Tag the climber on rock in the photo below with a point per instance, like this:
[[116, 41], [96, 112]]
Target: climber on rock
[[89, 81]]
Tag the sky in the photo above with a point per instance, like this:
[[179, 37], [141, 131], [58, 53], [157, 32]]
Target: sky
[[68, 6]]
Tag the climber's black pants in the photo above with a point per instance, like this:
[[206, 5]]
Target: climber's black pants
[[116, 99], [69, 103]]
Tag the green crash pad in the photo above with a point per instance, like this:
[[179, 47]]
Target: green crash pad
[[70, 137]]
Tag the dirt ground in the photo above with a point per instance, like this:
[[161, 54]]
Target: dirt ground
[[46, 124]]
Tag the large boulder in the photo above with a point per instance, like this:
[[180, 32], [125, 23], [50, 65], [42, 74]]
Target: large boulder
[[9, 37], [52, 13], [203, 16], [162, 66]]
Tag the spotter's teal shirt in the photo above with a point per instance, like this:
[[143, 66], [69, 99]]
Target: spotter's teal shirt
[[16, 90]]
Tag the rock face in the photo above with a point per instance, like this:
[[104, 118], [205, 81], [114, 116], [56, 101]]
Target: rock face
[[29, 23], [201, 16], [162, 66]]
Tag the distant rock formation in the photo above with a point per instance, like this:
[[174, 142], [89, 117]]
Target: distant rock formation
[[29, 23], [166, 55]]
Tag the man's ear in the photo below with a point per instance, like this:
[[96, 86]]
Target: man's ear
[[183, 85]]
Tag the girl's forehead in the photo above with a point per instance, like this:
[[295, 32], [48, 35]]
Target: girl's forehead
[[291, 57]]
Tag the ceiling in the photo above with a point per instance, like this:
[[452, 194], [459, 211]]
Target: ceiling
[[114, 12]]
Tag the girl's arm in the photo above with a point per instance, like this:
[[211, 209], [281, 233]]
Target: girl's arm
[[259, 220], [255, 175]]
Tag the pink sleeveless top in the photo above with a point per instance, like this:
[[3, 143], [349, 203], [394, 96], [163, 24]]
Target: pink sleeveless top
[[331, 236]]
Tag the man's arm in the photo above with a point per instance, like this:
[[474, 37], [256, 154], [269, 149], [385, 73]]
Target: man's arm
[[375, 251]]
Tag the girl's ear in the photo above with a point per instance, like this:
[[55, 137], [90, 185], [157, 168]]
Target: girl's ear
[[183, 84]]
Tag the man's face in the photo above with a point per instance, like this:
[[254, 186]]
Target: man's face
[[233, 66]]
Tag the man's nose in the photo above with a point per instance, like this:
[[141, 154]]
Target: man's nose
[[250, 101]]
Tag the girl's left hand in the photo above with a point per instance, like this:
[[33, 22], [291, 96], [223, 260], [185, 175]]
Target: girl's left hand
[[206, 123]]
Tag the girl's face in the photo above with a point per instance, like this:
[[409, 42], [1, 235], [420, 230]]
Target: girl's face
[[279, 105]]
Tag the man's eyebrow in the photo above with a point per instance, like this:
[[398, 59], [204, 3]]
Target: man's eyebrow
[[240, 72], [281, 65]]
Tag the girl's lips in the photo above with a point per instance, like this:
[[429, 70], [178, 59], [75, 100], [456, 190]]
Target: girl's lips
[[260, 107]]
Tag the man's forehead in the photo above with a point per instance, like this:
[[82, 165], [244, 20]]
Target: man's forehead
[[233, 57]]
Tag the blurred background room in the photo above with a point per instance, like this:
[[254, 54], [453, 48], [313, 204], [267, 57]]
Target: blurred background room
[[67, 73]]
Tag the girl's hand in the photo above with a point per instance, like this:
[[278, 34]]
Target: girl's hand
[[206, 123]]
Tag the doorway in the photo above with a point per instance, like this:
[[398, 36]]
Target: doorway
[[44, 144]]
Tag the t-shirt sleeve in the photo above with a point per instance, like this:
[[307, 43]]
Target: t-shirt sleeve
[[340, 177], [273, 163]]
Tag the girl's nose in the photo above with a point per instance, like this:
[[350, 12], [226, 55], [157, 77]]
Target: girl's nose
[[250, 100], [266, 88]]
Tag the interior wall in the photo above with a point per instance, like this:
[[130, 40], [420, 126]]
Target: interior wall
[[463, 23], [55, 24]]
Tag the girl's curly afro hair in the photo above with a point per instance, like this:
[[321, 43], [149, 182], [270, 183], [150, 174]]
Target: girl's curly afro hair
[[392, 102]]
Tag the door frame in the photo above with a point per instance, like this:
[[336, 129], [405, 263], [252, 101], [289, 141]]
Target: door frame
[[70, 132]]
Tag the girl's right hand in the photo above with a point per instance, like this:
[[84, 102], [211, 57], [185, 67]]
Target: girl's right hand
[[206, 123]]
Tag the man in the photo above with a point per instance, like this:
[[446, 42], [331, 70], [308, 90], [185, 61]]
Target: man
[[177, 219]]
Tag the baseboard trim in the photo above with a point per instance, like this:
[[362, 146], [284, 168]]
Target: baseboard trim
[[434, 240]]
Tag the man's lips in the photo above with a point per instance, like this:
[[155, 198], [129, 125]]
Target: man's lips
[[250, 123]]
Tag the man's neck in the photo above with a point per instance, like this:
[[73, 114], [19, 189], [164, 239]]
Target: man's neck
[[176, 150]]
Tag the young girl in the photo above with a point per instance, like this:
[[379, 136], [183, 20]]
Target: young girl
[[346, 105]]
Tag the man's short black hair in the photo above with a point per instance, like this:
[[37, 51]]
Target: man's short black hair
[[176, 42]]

● ● ● ●

This exercise calls for every record to be restated word for word.

> _Exercise result_:
Tag the climber on rock in the photo below with a point per instance, like this:
[[116, 41], [96, 112]]
Target: climber on rock
[[89, 81]]
Tag the sky in the photo above with a point per instance, like this:
[[179, 37], [141, 131], [58, 53], [157, 32]]
Target: sky
[[68, 6]]
Tag the climber's black pants in the photo above with a point per instance, like this:
[[206, 5]]
Target: climber's black pants
[[116, 99], [69, 103]]
Tag the green crash pad in the photo above with a point per instance, like this:
[[179, 47]]
Target: green crash pad
[[70, 137]]
Tag the dirt ground in the photo above with a point per instance, like this:
[[161, 54]]
Target: dirt ground
[[46, 124]]
Tag the large boulder in the photo above with a point per instance, like this:
[[180, 32], [125, 23], [50, 65], [42, 74]]
Target: large boulder
[[9, 37], [52, 13], [203, 16], [162, 66]]
Tag the spotter's teal shirt in the photo above with a point per instance, like this:
[[143, 66], [69, 99]]
Target: spotter's teal shirt
[[16, 90]]
Tag the rock face in the photo above with a point per instance, like this:
[[104, 118], [205, 81], [114, 116], [56, 101]]
Target: rock face
[[29, 23], [201, 16], [162, 66]]
Tag the distant rock formation in the photo above with a point per instance, like this:
[[174, 142], [89, 117]]
Target: distant rock formation
[[29, 23], [166, 55]]
Tag the man's ear in the photo below with a point per instance, like this:
[[96, 86]]
Target: man's ear
[[183, 85]]
Tag the girl's forehead in the photo above with a point per instance, like this:
[[295, 32], [48, 35]]
Target: girl's forehead
[[291, 57]]
Tag the ceiling in the photo above with a point per instance, like this:
[[452, 194], [459, 211]]
Target: ceiling
[[114, 12]]
Tag the girl's arm in the photo above with a point per instance, like this:
[[211, 209], [281, 233]]
Target: girl's arm
[[259, 220], [255, 175]]
Tag the pink sleeveless top in the photo above with a point per instance, like this:
[[3, 143], [349, 203], [394, 96], [163, 24]]
Target: pink sleeveless top
[[331, 236]]
Tag the man's arm in the photo above with a point per instance, like this:
[[474, 37], [256, 154], [269, 149], [385, 73]]
Target: man's arm
[[375, 251]]
Tag the girl's ear in the photo above with a point per instance, like this:
[[55, 137], [90, 185], [157, 168]]
Target: girl's ear
[[183, 84]]
Tag the man's face in the photo above with a point per instance, like this:
[[254, 186]]
Target: man's face
[[233, 66]]
Tag the man's nose in the photo above with a point per instance, like this:
[[141, 154]]
Target: man's nose
[[250, 101]]
Tag the girl's left hand in the photo above with a point per instance, like this:
[[33, 22], [291, 96], [223, 260], [185, 175]]
Target: girl's left hand
[[206, 123]]
Tag the girl's face in the photo above with a point per instance, like this:
[[409, 42], [1, 235], [420, 230]]
Target: girl's face
[[279, 105]]
Tag the man's eyebrow in the photo above with a point per instance, like this:
[[398, 59], [204, 3]]
Target: man's eyebrow
[[240, 72], [281, 65]]
Tag the girl's lips in the photo above with a point per instance, like this:
[[429, 70], [178, 59], [75, 100], [456, 190]]
Target: girl's lips
[[260, 107]]
Tag the man's forehead in the photo above with a point per instance, like this:
[[82, 165], [244, 20]]
Target: man's forehead
[[233, 57]]
Tag the blurred background room in the photo above with a point per instance, like this:
[[254, 54], [453, 48], [313, 204], [267, 57]]
Target: blurred background room
[[67, 73]]
Tag the girl's hand in the photo above with a point per instance, like this:
[[278, 34]]
Target: girl's hand
[[206, 123]]
Tag the doorway in the photo above with a point per instance, like this:
[[398, 36]]
Target: doorway
[[44, 144]]
Tag the t-shirt sleeve in the photo above with a point per instance, like this:
[[307, 43]]
Target: t-shirt sleeve
[[340, 177], [273, 163]]
Tag the girl's nose in the photo above with a point per instance, like this:
[[350, 12], [226, 55], [157, 77]]
Target: girl's nose
[[250, 100], [266, 88]]
Tag the interior wall in the photo above with a point per instance, like this:
[[130, 40], [420, 126]]
Target: interior wall
[[463, 23], [55, 24]]
Tag the girl's curly afro hair in the photo above with a point per instance, like this:
[[321, 43], [149, 182], [270, 183], [150, 174]]
Target: girl's curly afro hair
[[392, 102]]
Tag the door frame in the photo above with a point per instance, like this:
[[336, 129], [405, 263], [252, 101], [289, 141]]
Target: door frame
[[70, 132]]
Tag the girl's right hand in the photo above with a point per instance, like this:
[[84, 102], [211, 57], [185, 67]]
Target: girl's right hand
[[206, 123]]
Tag the man in the photo above with a point per instance, like this:
[[446, 42], [331, 70], [308, 90], [185, 61]]
Target: man
[[177, 219]]
Tag the baseboard trim in the photo above with a point per instance, like this:
[[362, 146], [284, 168]]
Target: baseboard trim
[[434, 240]]
Tag the man's lips in the photo above with a point per instance, like this:
[[155, 198], [129, 125]]
Target: man's lips
[[250, 123]]
Tag the man's neck in the photo above with a point per instance, like this:
[[73, 114], [19, 189], [164, 239]]
Target: man's neck
[[176, 150]]
Tag the young girl in the photo above with a point per instance, like this:
[[379, 136], [183, 20]]
Target: young girl
[[346, 105]]
Tag the man's short black hair in the photo above with a point per instance, like this:
[[37, 51]]
Target: man's short black hair
[[176, 42]]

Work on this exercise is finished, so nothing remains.